(WHAT TO WORK ON):
Exclude the pictures, then copy all remaining records exactly.

(GIVEN ENTRIES):
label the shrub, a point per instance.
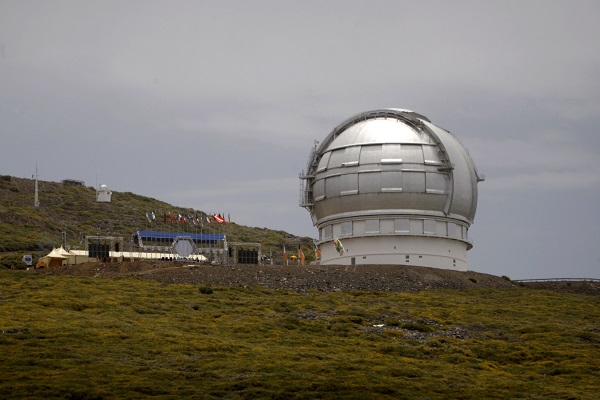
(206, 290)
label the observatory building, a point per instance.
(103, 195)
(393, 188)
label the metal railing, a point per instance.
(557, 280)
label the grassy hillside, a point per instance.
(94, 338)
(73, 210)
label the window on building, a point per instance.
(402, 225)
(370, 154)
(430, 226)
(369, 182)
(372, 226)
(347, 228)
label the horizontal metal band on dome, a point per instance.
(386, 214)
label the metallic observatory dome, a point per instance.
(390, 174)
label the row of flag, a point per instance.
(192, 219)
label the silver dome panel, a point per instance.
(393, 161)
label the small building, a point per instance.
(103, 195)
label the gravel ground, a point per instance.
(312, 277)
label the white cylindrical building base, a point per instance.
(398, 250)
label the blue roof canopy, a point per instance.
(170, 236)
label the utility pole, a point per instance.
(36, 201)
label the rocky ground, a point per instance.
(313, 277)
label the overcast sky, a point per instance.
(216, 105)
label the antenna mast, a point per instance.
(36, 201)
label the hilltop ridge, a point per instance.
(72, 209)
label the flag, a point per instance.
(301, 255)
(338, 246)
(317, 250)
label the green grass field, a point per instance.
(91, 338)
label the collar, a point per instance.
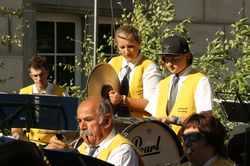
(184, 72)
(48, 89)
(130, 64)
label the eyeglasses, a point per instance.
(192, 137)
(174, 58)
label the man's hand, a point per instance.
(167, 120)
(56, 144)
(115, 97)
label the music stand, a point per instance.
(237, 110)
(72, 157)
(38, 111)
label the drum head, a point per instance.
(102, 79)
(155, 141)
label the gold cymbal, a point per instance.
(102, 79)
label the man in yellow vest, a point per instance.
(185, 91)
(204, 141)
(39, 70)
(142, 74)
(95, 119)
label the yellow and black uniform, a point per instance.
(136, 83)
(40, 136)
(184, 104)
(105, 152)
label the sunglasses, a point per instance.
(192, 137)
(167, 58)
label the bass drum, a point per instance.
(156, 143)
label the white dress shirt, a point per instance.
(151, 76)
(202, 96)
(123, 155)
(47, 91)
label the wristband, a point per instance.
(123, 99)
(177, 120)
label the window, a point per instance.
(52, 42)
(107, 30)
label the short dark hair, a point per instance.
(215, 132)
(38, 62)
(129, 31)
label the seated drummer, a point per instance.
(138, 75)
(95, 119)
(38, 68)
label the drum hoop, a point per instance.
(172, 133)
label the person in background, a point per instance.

(EXERCISE OUTPUT):
label the shrub, a point per instance.
(206, 290)
label the observatory building, a point per instance.
(103, 195)
(393, 188)
label the metal railing, a point per instance.
(557, 280)
label the grassy hillside, a point per instance.
(94, 338)
(73, 210)
label the window on building, a point per instance.
(402, 225)
(370, 154)
(430, 226)
(369, 182)
(372, 226)
(347, 228)
label the horizontal metal band on dome, a point per instance.
(386, 214)
label the metallic observatory dome, a point per instance.
(390, 174)
label the row of flag, a point per instance.
(192, 219)
label the silver dome panel, a point per instance.
(393, 161)
label the small building, a point per instance.
(103, 195)
label the gravel ground, a point per instance.
(312, 277)
label the white cylindrical building base, a point per instance.
(398, 250)
label the blue roof canopy, a point per instance.
(170, 236)
label the utility pole, a point per instance.
(36, 201)
label the rocky ground, a point per instance.
(313, 277)
label the overcast sky, a point per instance.
(216, 105)
label the antenna mast, a point per instance.
(36, 201)
label the hilltop ridge, a point per instance.
(72, 209)
label the flag, a point per instance.
(301, 255)
(338, 246)
(317, 250)
label the green grass field, a point per instance.
(91, 338)
label the collar, a point per instance.
(184, 72)
(48, 89)
(130, 64)
label the eyeglasses, a point per instance.
(192, 137)
(174, 58)
label the man's hand, a point per instance.
(167, 120)
(56, 144)
(115, 97)
label the music stand, a point per instance.
(237, 110)
(72, 157)
(38, 111)
label the drum head, a point per instance.
(102, 79)
(155, 141)
label the gold cymbal, a point per instance.
(102, 79)
label the man in yellow vest, a point per instance.
(185, 91)
(204, 141)
(39, 70)
(142, 74)
(95, 119)
label the yellow and black uniform, a point per instance.
(136, 83)
(40, 136)
(184, 104)
(105, 152)
label the sunglasses, a point per instance.
(192, 137)
(167, 58)
label the bass drum, a point per instance.
(156, 143)
label the white dress shirt, a point per instance.
(151, 76)
(202, 96)
(123, 155)
(47, 91)
label the wristband, a point per instance.
(123, 99)
(177, 120)
label the window, a point per instance.
(52, 42)
(107, 30)
label the short dark hair, a point per instance.
(215, 132)
(38, 62)
(129, 31)
label the seated drummer, a point per instance.
(138, 75)
(95, 119)
(38, 68)
label the drum hoop, a point per instance.
(172, 133)
label the person in background, a point per instance.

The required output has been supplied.